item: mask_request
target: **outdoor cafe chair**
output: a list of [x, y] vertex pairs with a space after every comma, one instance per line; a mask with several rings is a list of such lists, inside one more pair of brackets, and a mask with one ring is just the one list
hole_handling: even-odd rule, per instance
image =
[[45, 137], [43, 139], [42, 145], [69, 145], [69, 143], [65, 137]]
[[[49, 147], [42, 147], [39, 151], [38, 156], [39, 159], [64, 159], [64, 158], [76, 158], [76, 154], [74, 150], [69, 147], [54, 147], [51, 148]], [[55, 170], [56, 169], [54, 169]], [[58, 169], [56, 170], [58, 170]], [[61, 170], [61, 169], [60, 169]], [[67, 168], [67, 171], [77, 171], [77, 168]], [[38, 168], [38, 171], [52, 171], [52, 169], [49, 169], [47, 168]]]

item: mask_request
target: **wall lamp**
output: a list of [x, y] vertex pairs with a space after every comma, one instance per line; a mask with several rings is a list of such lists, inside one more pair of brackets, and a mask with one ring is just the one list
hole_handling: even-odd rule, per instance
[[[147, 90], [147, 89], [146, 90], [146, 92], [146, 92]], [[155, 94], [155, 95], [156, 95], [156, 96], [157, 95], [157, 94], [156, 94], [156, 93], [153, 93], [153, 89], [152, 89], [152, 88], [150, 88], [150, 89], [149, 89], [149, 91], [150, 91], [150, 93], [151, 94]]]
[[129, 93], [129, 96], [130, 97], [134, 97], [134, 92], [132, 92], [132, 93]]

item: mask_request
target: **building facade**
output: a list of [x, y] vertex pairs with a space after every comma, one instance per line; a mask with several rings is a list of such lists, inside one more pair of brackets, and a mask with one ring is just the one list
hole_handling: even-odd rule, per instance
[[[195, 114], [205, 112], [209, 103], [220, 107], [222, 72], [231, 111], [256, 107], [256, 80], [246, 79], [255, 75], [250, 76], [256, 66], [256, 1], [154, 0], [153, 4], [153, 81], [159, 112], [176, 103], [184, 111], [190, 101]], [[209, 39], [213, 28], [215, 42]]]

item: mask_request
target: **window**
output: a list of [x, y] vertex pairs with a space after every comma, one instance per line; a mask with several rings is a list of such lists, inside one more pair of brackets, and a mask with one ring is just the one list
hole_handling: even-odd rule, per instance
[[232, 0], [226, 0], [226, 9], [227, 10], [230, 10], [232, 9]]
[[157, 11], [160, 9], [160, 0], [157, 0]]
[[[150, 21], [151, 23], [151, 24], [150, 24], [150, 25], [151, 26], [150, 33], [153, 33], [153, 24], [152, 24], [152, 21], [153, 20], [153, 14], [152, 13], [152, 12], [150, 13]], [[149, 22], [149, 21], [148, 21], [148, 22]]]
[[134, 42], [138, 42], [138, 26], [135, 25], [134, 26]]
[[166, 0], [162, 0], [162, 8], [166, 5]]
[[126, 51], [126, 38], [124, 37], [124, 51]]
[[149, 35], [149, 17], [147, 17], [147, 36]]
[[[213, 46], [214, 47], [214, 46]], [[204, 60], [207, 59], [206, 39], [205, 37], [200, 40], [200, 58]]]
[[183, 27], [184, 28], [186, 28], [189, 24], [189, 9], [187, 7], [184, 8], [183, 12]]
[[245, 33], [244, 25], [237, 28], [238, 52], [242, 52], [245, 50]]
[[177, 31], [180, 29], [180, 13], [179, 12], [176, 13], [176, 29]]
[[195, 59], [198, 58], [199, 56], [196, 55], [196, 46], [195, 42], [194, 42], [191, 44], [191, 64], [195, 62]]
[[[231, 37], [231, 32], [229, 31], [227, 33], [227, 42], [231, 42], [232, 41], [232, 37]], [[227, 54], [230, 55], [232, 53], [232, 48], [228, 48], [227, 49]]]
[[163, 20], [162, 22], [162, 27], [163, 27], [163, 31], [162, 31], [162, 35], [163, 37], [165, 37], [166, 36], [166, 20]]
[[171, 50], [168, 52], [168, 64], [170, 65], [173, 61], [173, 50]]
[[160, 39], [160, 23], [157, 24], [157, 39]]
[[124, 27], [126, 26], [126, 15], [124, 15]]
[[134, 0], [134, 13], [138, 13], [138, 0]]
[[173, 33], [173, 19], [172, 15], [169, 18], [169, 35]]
====
**WORK REQUIRED**
Please write out all the records again, substituting "outline_request" for every "mask_request" and leaving everything else unchanged.

**RESPONSE**
item: outline_request
target: **outdoor cafe chair**
output: a list of [x, y] vertex pairs with a space after every comma, one instance per line; a mask with several rings is a list of such lists, inside one more pair of brackets, and a mask with one ring is just the one list
hole_handling: even-odd rule, per instance
image =
[[45, 137], [43, 139], [42, 145], [69, 145], [69, 143], [65, 137]]
[[[49, 147], [42, 147], [39, 151], [38, 156], [39, 159], [64, 159], [64, 158], [76, 158], [76, 154], [74, 150], [69, 147], [54, 147], [51, 148]], [[55, 170], [56, 169], [54, 169]], [[58, 169], [56, 170], [58, 170]], [[61, 170], [61, 169], [60, 169]], [[67, 168], [67, 171], [77, 171], [77, 168]], [[38, 168], [38, 171], [52, 171], [52, 169], [49, 169], [47, 168]]]

item: outline_request
target: **wall lamp**
output: a list of [x, y] vertex pairs with a space after every comma, one instance per line; a mask with several rings is a list of such lists, inside one more pair of brackets, and a mask with one ring is just the one list
hole_handling: even-odd rule, per instance
[[[147, 90], [147, 89], [146, 90], [146, 92], [146, 92]], [[155, 94], [155, 95], [156, 95], [156, 96], [157, 95], [157, 94], [156, 94], [156, 93], [153, 93], [153, 89], [152, 89], [152, 88], [150, 88], [150, 89], [149, 89], [149, 91], [150, 91], [150, 93], [151, 94]]]
[[129, 93], [129, 96], [130, 97], [134, 97], [134, 92], [132, 92], [132, 93]]

item: outline_request
target: **building facade**
output: a list of [x, y] vertex pairs with a space after every comma, one instance per line; a mask with several rings is a list of such lists, inside one more pair of brackets, and a mask with one ring is just the one list
hole_handling: even-odd rule, per instance
[[[195, 114], [205, 112], [209, 103], [220, 107], [222, 72], [231, 111], [256, 107], [256, 80], [246, 79], [255, 75], [250, 76], [256, 66], [256, 1], [154, 0], [153, 4], [153, 81], [159, 112], [176, 103], [184, 111], [190, 101]], [[209, 39], [213, 28], [215, 42]]]

item: outline_request
target: **window**
output: a list of [x, y] vertex pairs with a space after every comma, one instance per line; a mask with several rings is a list of such lists, inside one more pair of brackets, and a mask with one ring is just the one list
hole_handling: even-odd rule, per instance
[[232, 0], [226, 0], [226, 9], [227, 10], [230, 10], [232, 9]]
[[157, 11], [160, 9], [160, 0], [157, 0]]
[[[150, 21], [151, 23], [151, 24], [150, 24], [150, 25], [151, 26], [150, 33], [153, 33], [153, 24], [152, 24], [152, 21], [153, 20], [153, 14], [152, 13], [152, 12], [150, 13]], [[149, 22], [149, 21], [148, 21], [148, 22]]]
[[134, 42], [138, 42], [138, 26], [135, 25], [134, 26]]
[[166, 0], [162, 0], [162, 8], [166, 5]]
[[126, 51], [126, 38], [124, 37], [124, 51]]
[[149, 35], [149, 17], [147, 17], [147, 36]]
[[[213, 46], [214, 47], [214, 46]], [[204, 60], [207, 59], [206, 39], [205, 37], [200, 40], [200, 58]]]
[[183, 27], [184, 28], [186, 28], [189, 24], [189, 9], [187, 7], [184, 8], [183, 12]]
[[245, 33], [244, 25], [237, 28], [238, 52], [242, 52], [245, 50]]
[[177, 31], [180, 29], [180, 13], [179, 12], [176, 13], [176, 29]]
[[195, 59], [198, 58], [199, 56], [196, 55], [196, 46], [195, 42], [194, 42], [191, 44], [191, 64], [195, 62]]
[[[231, 37], [231, 32], [229, 31], [227, 33], [227, 42], [231, 42], [232, 41], [232, 37]], [[227, 54], [230, 55], [232, 53], [232, 48], [228, 48], [227, 49]]]
[[163, 20], [162, 22], [162, 27], [163, 27], [163, 31], [162, 31], [162, 35], [163, 37], [165, 37], [166, 36], [166, 20]]
[[171, 50], [168, 52], [168, 64], [170, 65], [173, 61], [173, 50]]
[[160, 39], [160, 23], [157, 24], [157, 39]]
[[124, 27], [126, 26], [126, 15], [124, 15]]
[[134, 0], [134, 13], [138, 13], [138, 0]]
[[173, 33], [173, 19], [172, 15], [169, 18], [169, 35]]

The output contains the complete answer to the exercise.